PROBLEM TO WORK ON →
Return each line of the data below that contains the string "dense".
# DATA SECTION start
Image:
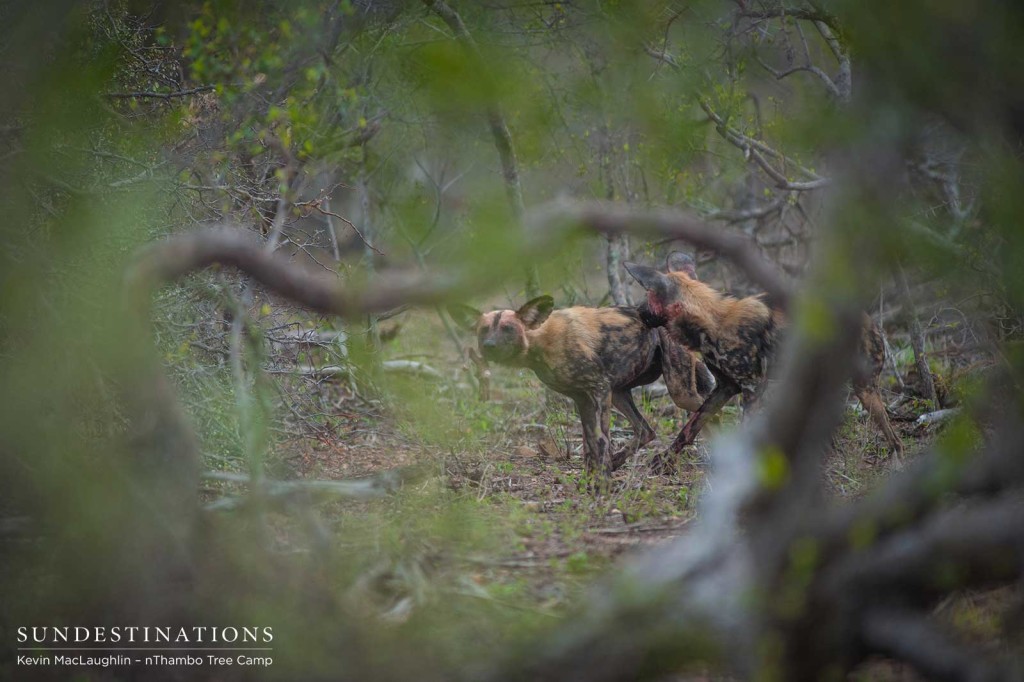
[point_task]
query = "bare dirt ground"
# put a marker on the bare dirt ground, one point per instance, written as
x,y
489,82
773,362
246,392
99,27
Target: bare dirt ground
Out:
x,y
496,510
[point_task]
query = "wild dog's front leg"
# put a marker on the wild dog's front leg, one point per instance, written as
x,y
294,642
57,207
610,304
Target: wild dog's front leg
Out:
x,y
595,415
622,399
723,393
871,399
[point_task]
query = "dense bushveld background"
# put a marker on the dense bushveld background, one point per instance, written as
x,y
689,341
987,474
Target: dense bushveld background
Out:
x,y
215,452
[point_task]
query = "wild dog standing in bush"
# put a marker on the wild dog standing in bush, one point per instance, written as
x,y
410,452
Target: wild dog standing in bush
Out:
x,y
736,339
595,356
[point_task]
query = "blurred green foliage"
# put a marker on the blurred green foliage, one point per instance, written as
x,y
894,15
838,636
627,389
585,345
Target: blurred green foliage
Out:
x,y
379,96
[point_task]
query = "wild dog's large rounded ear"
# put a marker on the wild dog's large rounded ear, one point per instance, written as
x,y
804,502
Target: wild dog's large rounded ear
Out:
x,y
465,316
650,279
536,311
677,261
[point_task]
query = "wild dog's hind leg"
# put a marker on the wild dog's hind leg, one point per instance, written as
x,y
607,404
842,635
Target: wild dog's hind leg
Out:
x,y
723,393
685,377
871,399
622,399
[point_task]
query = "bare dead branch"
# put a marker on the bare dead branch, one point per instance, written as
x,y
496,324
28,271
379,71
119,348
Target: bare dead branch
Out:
x,y
169,260
757,150
607,217
496,119
317,205
975,545
907,636
161,95
779,11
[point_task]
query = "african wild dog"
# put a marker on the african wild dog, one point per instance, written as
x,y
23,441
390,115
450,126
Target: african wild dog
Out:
x,y
736,339
595,356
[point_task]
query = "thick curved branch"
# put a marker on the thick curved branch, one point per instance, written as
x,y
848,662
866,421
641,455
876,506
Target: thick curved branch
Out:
x,y
910,495
908,636
973,546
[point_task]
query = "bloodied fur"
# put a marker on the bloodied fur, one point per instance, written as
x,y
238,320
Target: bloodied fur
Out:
x,y
595,356
736,339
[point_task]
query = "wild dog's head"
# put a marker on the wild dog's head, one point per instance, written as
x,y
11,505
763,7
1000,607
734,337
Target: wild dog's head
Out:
x,y
664,289
501,335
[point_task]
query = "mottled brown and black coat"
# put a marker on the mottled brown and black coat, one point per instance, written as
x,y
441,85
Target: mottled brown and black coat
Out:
x,y
736,339
595,356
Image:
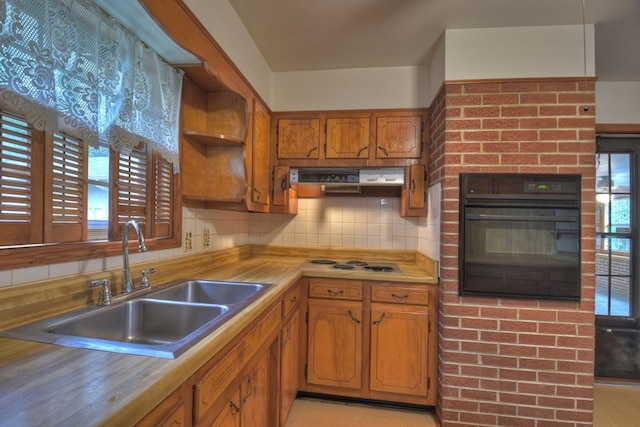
# DATA SECTION end
EXERCISE RESULT →
query = "dense bushveld background"
# put a marker on the dense bushveld background, one point per instance, written as
Target: dense bushveld background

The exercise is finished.